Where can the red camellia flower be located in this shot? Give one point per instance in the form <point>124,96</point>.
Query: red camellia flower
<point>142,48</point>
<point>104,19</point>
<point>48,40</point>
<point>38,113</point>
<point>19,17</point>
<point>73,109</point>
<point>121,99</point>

^^^^

What the task requires: Copy every line of the material above, requests included, and offset each point coordinate in the answers by -90. Leave the numbers inside the requests unchanged.

Solution:
Where can the red camellia flower be located in this shot? Give one point per instance in the form <point>124,96</point>.
Query: red camellia flower
<point>52,-42</point>
<point>14,-71</point>
<point>-42,-50</point>
<point>-52,23</point>
<point>-71,-73</point>
<point>-17,19</point>
<point>31,9</point>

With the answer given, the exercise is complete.